Point labeling rows
------------
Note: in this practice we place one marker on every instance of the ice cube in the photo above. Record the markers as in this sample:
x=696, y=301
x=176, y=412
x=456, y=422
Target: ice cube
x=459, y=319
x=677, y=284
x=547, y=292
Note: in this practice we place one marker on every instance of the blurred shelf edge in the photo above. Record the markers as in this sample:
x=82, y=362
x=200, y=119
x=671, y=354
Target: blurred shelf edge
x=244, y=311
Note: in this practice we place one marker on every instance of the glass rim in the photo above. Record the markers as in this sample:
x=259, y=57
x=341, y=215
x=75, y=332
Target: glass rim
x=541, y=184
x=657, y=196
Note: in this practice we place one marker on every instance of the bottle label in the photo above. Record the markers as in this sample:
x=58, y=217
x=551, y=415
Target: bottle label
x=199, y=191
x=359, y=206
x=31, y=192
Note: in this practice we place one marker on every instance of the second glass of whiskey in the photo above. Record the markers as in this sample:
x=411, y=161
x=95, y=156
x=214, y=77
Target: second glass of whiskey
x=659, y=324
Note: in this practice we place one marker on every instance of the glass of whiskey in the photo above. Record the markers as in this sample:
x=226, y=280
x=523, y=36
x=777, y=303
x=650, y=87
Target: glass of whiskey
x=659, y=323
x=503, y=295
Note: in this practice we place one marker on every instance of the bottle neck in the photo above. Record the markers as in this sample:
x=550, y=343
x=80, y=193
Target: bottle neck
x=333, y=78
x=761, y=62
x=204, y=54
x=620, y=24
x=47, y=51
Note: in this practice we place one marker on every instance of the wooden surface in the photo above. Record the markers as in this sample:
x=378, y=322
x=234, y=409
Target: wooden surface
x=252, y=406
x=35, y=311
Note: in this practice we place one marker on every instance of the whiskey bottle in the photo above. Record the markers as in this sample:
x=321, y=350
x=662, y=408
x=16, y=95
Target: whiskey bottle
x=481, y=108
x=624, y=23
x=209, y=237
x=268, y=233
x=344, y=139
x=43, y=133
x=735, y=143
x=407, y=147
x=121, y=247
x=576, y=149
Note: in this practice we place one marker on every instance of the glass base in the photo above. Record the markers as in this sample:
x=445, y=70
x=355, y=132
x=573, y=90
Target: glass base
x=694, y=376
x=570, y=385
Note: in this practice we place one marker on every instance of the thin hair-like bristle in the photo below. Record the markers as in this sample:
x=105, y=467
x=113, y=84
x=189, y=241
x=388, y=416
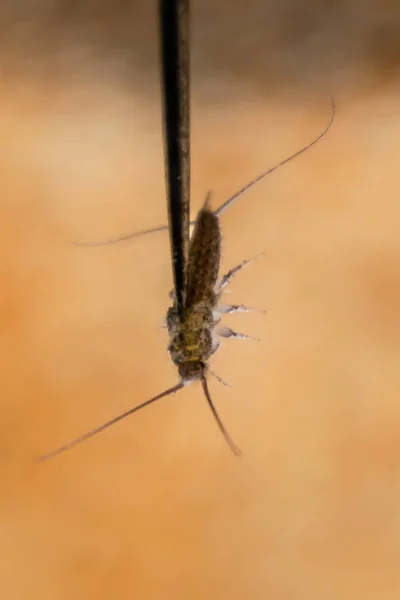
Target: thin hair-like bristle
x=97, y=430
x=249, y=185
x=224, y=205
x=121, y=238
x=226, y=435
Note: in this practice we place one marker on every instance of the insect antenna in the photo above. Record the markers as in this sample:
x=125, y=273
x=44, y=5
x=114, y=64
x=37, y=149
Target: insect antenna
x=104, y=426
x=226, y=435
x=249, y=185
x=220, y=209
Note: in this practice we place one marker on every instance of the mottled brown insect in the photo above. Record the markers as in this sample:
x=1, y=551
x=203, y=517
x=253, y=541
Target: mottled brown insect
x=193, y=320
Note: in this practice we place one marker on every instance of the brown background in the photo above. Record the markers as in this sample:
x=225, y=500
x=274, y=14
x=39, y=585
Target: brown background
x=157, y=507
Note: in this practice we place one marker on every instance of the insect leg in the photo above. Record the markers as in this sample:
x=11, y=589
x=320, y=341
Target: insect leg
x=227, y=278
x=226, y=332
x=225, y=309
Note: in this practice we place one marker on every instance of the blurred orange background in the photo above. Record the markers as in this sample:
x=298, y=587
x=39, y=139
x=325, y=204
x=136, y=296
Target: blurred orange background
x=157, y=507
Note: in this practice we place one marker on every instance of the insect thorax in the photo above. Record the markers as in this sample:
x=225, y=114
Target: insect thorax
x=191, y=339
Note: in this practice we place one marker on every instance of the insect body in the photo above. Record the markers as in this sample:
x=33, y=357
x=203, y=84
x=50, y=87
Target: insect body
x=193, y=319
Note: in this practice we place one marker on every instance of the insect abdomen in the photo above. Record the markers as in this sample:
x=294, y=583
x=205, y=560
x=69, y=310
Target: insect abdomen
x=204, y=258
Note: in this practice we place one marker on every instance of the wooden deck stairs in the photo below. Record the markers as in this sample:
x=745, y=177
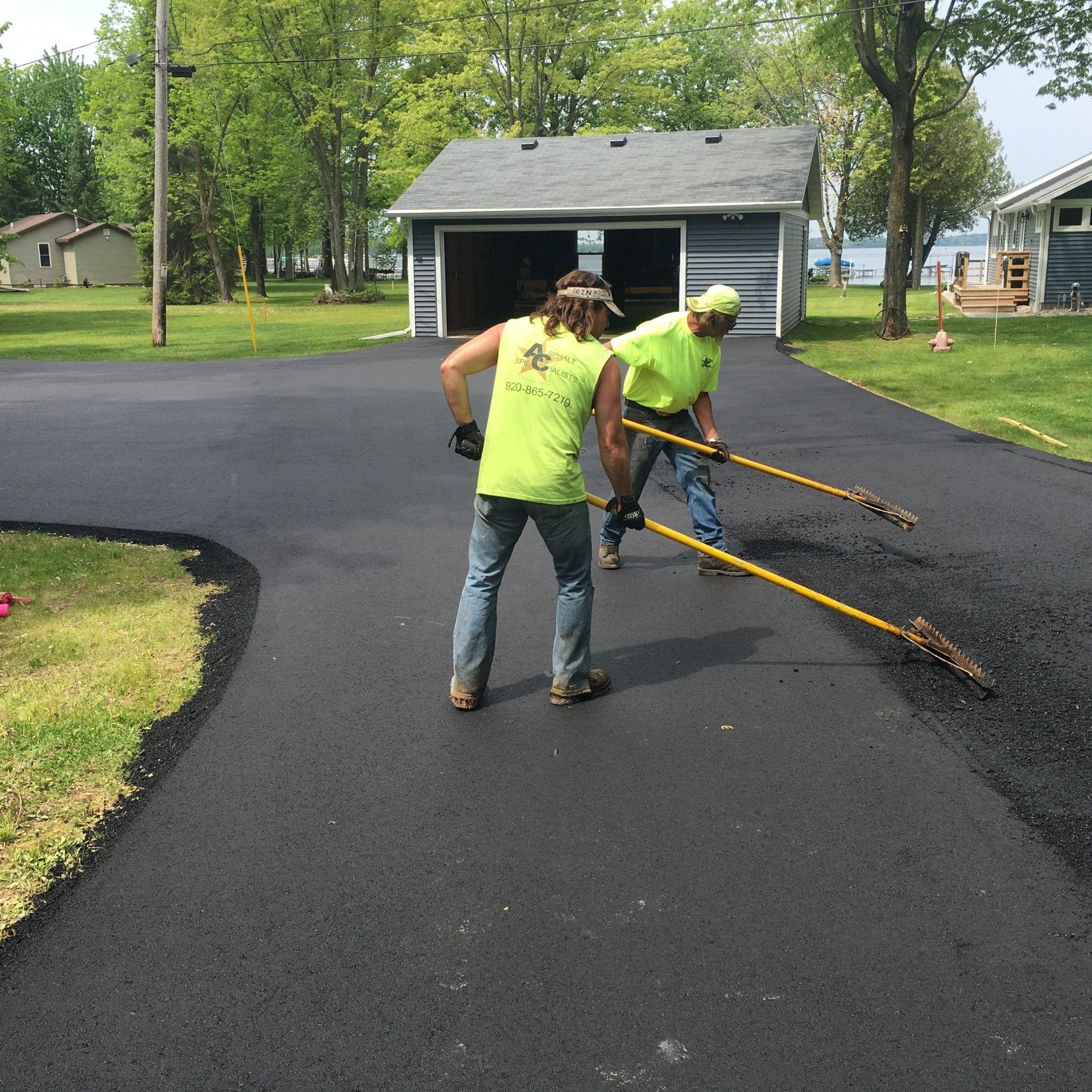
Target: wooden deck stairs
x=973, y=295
------------
## REQUIRED TASK
Write out the rows again, requests included, for the stretch from the line that contains "of the whiskey" through the line that contains "x=225, y=309", with both of those lines included. Add 128 to every x and y coordinate in the answer points, keep the sample coordinates in the requests unchanged, and leave the pictures out.

## TASK SOLUTION
Note: in this practice we place one marker on every instance of the whiskey bottle in the photo above. Record the markers as in this sample:
x=321, y=350
x=662, y=408
x=16, y=95
Target: whiskey bottle
x=609, y=236
x=752, y=151
x=337, y=365
x=396, y=361
x=472, y=267
x=171, y=261
x=863, y=271
x=535, y=275
x=249, y=375
x=704, y=277
Note: in this practice we place one marker on every instance of the glass base in the photo above. Record the markers as in this sample:
x=445, y=70
x=355, y=132
x=573, y=90
Target: glass base
x=822, y=504
x=698, y=513
Note: in this practice we place one marker on every instance of the thin hair-like bristle in the photo below. Record the markers as in this sample:
x=105, y=467
x=113, y=84
x=189, y=241
x=388, y=416
Target: thin hair-like bristle
x=225, y=558
x=377, y=313
x=352, y=333
x=249, y=366
x=354, y=563
Note: in this practice we place one marker on every instance of the insect antenna in the photo above. Record the markers as in this sample:
x=125, y=273
x=44, y=5
x=114, y=64
x=37, y=149
Target: insect antenna
x=232, y=554
x=354, y=563
x=377, y=313
x=348, y=337
Note: in this practice we place one marker on every instance of the mottled brown insect in the photo above. Record the markers as in this sample:
x=1, y=551
x=203, y=517
x=253, y=541
Target: mottled brown insect
x=321, y=448
Note: in this practice we place one marker on every instance of the brown background in the photo above. Record the markers as in this sample:
x=225, y=500
x=274, y=14
x=39, y=585
Target: brown background
x=285, y=635
Note: in this practice we place one marker on every instance of the insect leg in the photo above. Record the markers as in this sample:
x=11, y=589
x=320, y=341
Target: insect leg
x=355, y=406
x=354, y=460
x=353, y=437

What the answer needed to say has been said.